Stated exercise
Copy the material below line for line, leaving out the pictures.

===== Supplied information =====

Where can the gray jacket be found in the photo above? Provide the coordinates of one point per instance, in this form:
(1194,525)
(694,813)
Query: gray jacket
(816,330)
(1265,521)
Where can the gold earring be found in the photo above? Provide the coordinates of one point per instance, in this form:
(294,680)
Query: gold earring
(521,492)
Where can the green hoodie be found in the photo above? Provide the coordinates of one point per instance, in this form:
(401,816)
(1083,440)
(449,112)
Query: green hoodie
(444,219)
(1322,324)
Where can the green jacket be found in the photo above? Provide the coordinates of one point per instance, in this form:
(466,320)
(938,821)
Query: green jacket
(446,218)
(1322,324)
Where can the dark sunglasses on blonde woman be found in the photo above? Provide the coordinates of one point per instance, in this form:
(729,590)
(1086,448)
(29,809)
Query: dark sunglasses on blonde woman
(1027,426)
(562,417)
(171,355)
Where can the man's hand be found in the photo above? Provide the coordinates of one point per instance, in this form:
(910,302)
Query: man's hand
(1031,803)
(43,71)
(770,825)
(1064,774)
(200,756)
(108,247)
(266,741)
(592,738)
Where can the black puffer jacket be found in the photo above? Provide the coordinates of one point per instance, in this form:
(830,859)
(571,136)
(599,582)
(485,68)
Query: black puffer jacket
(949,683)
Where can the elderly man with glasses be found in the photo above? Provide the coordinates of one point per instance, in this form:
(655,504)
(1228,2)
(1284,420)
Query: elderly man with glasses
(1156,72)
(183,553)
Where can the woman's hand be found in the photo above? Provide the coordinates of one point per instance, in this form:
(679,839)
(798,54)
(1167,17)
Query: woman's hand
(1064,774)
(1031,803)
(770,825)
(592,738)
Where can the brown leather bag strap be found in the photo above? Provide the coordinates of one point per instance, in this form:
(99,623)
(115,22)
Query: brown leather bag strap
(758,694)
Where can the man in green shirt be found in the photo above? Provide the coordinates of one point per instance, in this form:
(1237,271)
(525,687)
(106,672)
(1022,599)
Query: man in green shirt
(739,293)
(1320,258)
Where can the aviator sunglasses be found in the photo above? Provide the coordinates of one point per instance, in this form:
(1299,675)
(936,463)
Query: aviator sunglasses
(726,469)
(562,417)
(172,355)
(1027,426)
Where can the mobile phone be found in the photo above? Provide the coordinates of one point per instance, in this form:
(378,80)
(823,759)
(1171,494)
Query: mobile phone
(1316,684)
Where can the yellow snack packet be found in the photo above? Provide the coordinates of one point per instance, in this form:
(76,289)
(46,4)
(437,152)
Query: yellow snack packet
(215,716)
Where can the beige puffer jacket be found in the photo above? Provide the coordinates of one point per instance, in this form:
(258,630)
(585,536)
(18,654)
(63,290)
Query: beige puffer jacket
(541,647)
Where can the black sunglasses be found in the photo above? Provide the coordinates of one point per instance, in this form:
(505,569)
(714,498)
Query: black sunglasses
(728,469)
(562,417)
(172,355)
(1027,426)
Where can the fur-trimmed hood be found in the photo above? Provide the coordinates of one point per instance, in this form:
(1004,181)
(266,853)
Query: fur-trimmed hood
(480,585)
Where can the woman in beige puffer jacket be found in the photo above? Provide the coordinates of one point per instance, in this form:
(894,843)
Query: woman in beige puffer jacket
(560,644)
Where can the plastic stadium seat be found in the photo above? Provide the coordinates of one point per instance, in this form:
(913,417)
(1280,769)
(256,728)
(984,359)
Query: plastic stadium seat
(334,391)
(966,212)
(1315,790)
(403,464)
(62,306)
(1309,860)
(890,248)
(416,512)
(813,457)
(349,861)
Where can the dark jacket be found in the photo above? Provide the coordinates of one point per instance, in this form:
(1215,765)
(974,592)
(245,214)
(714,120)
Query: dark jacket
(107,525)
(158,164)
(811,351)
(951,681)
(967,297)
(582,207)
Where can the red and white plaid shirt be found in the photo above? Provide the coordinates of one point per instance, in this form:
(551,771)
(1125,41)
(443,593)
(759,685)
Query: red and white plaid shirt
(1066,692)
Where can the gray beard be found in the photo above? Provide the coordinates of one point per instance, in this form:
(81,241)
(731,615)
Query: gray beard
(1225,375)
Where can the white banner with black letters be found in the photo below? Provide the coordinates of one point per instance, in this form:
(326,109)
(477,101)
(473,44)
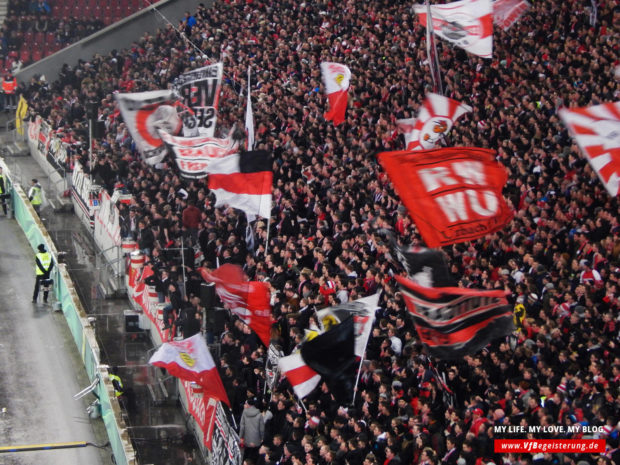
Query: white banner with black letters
(199,91)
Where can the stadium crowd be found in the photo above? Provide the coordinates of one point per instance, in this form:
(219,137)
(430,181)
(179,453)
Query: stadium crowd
(558,258)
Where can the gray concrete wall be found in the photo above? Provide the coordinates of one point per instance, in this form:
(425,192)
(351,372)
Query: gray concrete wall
(116,36)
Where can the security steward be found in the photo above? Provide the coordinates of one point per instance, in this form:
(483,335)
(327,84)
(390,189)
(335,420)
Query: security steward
(43,266)
(2,192)
(116,382)
(9,87)
(35,196)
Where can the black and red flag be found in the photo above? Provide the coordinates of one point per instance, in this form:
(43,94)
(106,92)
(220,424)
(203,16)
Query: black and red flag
(453,322)
(452,194)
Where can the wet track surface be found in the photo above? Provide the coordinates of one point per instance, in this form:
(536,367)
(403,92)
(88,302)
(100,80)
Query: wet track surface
(157,425)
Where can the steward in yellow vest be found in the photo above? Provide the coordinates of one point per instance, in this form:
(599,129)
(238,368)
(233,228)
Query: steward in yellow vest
(43,266)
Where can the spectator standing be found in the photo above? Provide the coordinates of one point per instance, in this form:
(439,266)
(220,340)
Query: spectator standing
(43,266)
(35,195)
(251,429)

=====

Full output
Where can the gray jacket be found in the photo above? Provide the coordinates of one point per instance, in this form:
(1194,525)
(694,813)
Query: gray jacket
(816,330)
(1265,521)
Where can the gold earring be found in the photo above? Provide the coordinates of one point per instance, in this form:
(294,680)
Query: gold earring
(521,492)
Where can the green hoodie be found in the photo above? Provide the coordinates of one point per instance, in this form:
(401,816)
(1083,440)
(449,112)
Query: green hoodie
(444,219)
(1322,324)
Where can the green jacket be found in the photo above? Provide the coordinates of one point per instance, in this form:
(466,320)
(938,821)
Query: green jacket
(446,218)
(1322,324)
Where can the dark sunglasses on blonde woman be found in the photo above? Provide the coordinates of one point per instance, in this form:
(729,590)
(1086,448)
(29,809)
Query: dark sunglasses on blonde woman
(1027,426)
(562,417)
(171,355)
Where can the man's hand be found in the photo above? Provide the coordinates of one point per instance, in this form:
(910,302)
Query: man's hand
(1031,803)
(43,71)
(770,825)
(1064,774)
(200,756)
(108,247)
(266,741)
(592,738)
Where can the black puffer jacket be found in the photo above? Provide the coordinates of one point per instance, in this form:
(830,859)
(571,136)
(599,582)
(485,68)
Query: black puffer jacket
(949,683)
Where can the elderly man with glasses be found in the photo above? Provide the coordinates of one point per instance, in this form:
(655,504)
(1228,2)
(1284,420)
Query: elderly man with glasses
(1156,72)
(183,553)
Where can the woman's hand be found in the photo above? Provide the coordinates of one point per instance, in this form:
(679,839)
(798,54)
(1167,17)
Query: woman's hand
(1064,774)
(1031,803)
(770,825)
(592,738)
Where can the brown leather bag strap be found in the photo above? Provide the coordinates of one point per instance, in this form:
(99,623)
(115,22)
Query: brown leather bag strap
(758,694)
Where can the man in green shirt be found in the photo above? Provide the coordinates of one point per instance, in this form:
(1237,271)
(525,687)
(106,672)
(1022,599)
Query: man in green shirt
(739,293)
(1320,258)
Where can the aviator sunglasses be found in the photo above? Provide the coordinates of one point per instance, in this form:
(1299,675)
(936,463)
Query: aviator sunglasses
(726,469)
(562,417)
(172,355)
(1027,426)
Where can the mobile phone be found in the photo above? Provide the coordinates of one point per instance, in this form:
(378,80)
(823,759)
(1171,494)
Query: mobile phone
(1316,684)
Where can the yellow snack packet be found in the photo above? Provide the coordinates of one point per instance, in this form:
(76,289)
(46,4)
(437,152)
Query: yellow snack packet
(215,716)
Where can the beige puffer jacket be found in the photo above? Provide the coordinates of one point per instance, in this form:
(258,630)
(585,536)
(18,654)
(63,290)
Query: beige puffer jacket
(541,647)
Where can the black sunglasses be found in the photo above? Provide the coordinates of one point per instance, in this form:
(505,569)
(714,498)
Query: black sunglasses
(728,469)
(562,417)
(172,355)
(1027,426)
Where can the fur-trimmed hood be found in the photo above? Provide the coordinates of one point per instance, in this form:
(1004,181)
(266,853)
Query: fur-trimmed hood
(480,585)
Where can the woman in beige puffer jacket be found in the photo above? Provide the coordinates of one point per instance, in this form:
(894,843)
Query: woman in beige puffer jacket
(560,644)
Where can the plastic stadium seat be found in the photo above? Provide the coordinates of one point per instance, in this form:
(913,417)
(1280,769)
(256,728)
(984,359)
Query: plastic stadium seat
(334,391)
(966,212)
(1315,790)
(403,464)
(62,306)
(1309,860)
(890,248)
(416,512)
(813,457)
(349,861)
Where can the dark jacket be found in the photo above? Provide the coordinates of one point per instance, in this form:
(1215,765)
(974,592)
(245,214)
(714,120)
Query: dark jacket
(107,525)
(158,164)
(811,351)
(951,681)
(967,297)
(582,207)
Where can the red and white plaid shirt be found in the photo above? Provide the coordinates of one point per instance, in this form:
(551,771)
(1125,41)
(443,593)
(759,685)
Query: red and white plaid shirt
(1066,692)
Where can the gray beard be found in the photo above? Provide the coordinates of one point per instance, in this form:
(81,241)
(731,615)
Query: gray beard
(1225,375)
Where can the white banner with black letters be found in the photo below? Provide the coordinates of one point per instance, in this form:
(326,109)
(477,101)
(473,44)
Query: white banner with black letters
(199,91)
Where can the stadium crowd be found in the photo above? Provide the coordinates of one point per instance, in this form:
(219,137)
(430,181)
(179,453)
Query: stadium crowd
(558,258)
Where can the gray concrete wall be found in the photo above? Provide the coordinates of one point per instance, in this form:
(425,192)
(351,372)
Query: gray concrete wall
(116,36)
Where can the security steward be found in the photo above? Provide the coordinates of one point per instance, in this form:
(483,335)
(327,84)
(390,189)
(335,420)
Query: security steward
(43,266)
(2,192)
(116,382)
(9,87)
(35,196)
Where can the black and red flag be found in the photo above? Provide the coordinates of one point per instance, in this form:
(43,94)
(106,92)
(220,424)
(203,16)
Query: black and red flag
(453,322)
(452,194)
Where can the wet track surface be found in the photo above? Provide the coordinates of one point per instance, in this form:
(536,367)
(403,92)
(88,302)
(100,80)
Query: wet track surface
(157,425)
Where can the steward in yellow vest be found in the photo above? Provide the coordinates of one point per instance, in this form:
(599,129)
(238,368)
(233,228)
Query: steward in yellow vest
(43,266)
Where can the spectator standing be found in the photo above? Provide the coordinates of one point per instance, in this form:
(439,266)
(220,340)
Query: spectator standing
(43,266)
(35,195)
(251,429)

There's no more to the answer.